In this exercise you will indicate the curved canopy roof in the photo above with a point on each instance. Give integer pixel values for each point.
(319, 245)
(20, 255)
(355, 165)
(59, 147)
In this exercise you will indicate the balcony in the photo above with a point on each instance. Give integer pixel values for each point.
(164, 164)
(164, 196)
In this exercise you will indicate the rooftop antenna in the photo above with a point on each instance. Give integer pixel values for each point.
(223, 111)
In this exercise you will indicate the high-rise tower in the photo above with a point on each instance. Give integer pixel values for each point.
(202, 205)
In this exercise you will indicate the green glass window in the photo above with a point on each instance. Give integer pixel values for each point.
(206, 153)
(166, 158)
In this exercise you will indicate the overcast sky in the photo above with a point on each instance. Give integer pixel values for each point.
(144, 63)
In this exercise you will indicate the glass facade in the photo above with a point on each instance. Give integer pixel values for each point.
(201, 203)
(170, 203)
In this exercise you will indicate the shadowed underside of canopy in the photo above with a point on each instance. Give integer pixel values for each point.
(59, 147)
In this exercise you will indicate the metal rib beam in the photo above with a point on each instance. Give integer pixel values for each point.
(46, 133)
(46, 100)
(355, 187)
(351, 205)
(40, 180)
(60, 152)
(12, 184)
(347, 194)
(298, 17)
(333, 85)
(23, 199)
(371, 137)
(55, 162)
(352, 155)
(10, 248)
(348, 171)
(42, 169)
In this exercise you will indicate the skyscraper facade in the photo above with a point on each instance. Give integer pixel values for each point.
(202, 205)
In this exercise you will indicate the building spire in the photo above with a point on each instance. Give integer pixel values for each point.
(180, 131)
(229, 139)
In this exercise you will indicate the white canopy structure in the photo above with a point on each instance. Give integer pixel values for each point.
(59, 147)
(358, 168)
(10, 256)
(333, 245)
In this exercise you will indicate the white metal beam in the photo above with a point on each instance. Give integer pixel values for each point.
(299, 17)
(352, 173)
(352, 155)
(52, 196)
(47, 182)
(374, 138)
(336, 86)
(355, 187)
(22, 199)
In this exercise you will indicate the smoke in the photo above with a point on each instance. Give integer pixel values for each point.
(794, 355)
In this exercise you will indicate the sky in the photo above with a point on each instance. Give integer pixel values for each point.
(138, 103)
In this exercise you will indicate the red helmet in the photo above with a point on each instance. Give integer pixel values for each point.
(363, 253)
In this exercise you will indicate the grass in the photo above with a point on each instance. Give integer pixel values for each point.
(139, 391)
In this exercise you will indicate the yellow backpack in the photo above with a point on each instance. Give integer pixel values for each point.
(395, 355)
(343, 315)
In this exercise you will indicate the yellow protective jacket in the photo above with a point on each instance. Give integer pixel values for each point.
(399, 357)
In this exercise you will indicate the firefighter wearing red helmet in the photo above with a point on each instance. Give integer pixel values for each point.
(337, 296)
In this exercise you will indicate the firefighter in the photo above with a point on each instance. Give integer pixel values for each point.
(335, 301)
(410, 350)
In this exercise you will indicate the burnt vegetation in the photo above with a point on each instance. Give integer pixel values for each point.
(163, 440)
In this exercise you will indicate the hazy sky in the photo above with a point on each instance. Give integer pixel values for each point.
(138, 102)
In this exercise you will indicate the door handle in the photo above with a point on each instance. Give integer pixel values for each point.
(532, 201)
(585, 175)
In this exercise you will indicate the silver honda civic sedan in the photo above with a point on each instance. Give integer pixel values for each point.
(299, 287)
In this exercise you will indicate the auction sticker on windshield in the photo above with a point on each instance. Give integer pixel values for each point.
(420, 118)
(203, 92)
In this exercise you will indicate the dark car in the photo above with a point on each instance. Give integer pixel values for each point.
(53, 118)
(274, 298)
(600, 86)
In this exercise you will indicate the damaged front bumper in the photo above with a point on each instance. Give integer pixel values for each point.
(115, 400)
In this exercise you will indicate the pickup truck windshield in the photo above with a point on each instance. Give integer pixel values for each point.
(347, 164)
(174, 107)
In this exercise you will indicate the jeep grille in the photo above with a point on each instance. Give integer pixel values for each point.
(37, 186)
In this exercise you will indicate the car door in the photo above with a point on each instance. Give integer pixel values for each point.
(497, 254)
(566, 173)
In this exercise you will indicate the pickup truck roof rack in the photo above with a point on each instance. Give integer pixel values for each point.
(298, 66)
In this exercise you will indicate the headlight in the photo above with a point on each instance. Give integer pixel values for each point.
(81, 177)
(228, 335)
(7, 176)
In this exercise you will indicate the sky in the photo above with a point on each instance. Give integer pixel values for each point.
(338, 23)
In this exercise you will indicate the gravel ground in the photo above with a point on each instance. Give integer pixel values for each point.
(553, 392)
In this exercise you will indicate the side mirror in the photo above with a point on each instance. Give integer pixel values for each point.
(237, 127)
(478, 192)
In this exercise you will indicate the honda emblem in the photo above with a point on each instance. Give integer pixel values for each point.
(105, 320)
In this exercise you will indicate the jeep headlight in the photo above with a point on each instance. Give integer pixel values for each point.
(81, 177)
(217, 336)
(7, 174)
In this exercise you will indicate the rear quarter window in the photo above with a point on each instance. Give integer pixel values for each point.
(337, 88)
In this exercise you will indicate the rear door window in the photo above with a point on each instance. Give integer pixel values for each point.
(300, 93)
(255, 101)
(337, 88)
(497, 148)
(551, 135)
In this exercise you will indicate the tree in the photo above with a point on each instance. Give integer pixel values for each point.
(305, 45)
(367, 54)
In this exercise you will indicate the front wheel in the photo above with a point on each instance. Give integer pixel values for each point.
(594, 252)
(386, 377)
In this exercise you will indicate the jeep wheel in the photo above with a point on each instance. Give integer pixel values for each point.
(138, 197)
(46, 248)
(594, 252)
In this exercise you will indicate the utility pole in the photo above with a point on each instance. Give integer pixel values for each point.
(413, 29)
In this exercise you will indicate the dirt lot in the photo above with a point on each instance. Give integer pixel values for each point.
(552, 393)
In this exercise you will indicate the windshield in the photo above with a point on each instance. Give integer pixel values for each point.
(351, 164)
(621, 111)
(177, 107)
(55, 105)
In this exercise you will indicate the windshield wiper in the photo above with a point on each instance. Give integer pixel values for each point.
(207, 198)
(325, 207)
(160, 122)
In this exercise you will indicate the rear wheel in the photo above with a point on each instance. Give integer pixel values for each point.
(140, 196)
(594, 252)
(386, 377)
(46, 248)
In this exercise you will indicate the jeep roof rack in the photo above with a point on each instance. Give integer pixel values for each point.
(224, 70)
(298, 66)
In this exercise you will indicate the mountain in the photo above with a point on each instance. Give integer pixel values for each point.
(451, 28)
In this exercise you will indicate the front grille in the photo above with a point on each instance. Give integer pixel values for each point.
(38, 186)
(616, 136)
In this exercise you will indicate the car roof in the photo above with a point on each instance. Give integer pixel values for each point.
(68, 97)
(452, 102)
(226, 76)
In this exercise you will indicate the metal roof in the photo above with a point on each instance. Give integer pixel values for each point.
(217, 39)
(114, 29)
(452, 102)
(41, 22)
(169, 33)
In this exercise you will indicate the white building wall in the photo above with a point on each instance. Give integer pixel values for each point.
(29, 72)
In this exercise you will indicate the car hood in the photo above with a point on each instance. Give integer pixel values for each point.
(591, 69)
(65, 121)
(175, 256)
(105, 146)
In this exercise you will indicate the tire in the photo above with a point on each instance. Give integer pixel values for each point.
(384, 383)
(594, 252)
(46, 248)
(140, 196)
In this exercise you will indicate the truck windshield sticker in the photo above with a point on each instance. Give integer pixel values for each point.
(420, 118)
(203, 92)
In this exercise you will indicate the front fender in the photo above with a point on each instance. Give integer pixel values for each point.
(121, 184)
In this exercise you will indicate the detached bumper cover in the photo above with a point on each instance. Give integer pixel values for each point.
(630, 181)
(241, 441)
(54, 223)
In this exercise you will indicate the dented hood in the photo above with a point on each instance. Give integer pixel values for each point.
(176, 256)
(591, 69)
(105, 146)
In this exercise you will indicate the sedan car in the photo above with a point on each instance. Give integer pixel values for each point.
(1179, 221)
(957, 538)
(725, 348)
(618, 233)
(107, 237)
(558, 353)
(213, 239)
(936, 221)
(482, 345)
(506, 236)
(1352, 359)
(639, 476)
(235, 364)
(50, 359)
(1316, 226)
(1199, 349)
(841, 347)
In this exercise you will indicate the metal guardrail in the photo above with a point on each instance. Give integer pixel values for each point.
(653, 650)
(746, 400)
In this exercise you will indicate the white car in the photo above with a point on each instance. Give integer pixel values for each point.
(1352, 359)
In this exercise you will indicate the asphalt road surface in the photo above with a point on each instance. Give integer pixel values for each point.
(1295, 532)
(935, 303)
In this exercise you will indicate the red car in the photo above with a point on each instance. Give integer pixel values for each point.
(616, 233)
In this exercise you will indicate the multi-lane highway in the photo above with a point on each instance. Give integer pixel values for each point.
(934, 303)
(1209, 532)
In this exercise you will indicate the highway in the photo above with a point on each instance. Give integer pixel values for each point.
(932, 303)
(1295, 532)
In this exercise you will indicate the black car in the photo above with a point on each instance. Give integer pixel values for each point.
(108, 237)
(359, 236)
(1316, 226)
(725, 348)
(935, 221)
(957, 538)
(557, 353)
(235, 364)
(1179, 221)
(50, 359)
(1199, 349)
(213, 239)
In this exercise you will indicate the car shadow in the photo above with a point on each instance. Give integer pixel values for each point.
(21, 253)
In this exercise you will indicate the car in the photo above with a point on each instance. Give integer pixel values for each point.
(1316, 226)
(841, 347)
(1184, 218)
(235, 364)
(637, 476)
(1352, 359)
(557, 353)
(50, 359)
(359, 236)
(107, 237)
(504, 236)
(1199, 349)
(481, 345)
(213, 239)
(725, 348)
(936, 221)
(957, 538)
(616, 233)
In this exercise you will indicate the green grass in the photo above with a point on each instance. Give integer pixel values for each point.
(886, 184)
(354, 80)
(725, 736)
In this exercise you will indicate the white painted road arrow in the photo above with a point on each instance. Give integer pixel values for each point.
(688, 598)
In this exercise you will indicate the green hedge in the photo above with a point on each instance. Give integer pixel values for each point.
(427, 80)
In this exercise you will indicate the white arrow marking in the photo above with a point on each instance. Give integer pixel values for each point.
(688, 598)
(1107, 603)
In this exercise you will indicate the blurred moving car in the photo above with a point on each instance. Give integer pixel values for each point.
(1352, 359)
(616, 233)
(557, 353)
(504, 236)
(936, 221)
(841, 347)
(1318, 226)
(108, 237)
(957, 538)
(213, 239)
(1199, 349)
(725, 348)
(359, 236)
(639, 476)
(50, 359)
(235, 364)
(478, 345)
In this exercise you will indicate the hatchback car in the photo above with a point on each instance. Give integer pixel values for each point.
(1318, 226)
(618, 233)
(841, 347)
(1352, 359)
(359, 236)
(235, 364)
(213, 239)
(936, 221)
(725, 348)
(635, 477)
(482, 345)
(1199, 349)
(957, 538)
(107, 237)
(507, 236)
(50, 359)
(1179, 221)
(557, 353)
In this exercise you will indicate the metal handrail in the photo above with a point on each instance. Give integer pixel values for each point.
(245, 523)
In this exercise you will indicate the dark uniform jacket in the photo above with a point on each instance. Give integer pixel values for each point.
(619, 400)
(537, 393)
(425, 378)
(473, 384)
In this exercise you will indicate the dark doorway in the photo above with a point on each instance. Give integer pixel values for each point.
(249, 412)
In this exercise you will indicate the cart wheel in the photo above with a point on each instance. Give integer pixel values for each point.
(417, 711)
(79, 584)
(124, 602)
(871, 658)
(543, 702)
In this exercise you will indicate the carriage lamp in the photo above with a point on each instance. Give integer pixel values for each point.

----------------

* [Task directions]:
Every line from the one containing "In this exercise you will indicate the dark uniform" through the end of the entries above must be echoed exactly, with both ends kept.

* [Answer to this problem]:
In this exercise you will indicate the dark uniform jacket in the photo above with a point on each instance. Give integer pixel values for each point.
(619, 400)
(537, 393)
(425, 378)
(473, 384)
In this exercise you will indicate the dark doorway in the photo above with a point on each instance. Give integer pixel values for each point.
(249, 412)
In this exercise you will indicate the cart wheel in the photo above with a point on each instance. Give integer pixel values for each point.
(417, 711)
(79, 584)
(124, 602)
(871, 658)
(543, 702)
In this exercise you will indicate the carriage lamp in the photo above with a point on each instance. Give integer pixel values for each point.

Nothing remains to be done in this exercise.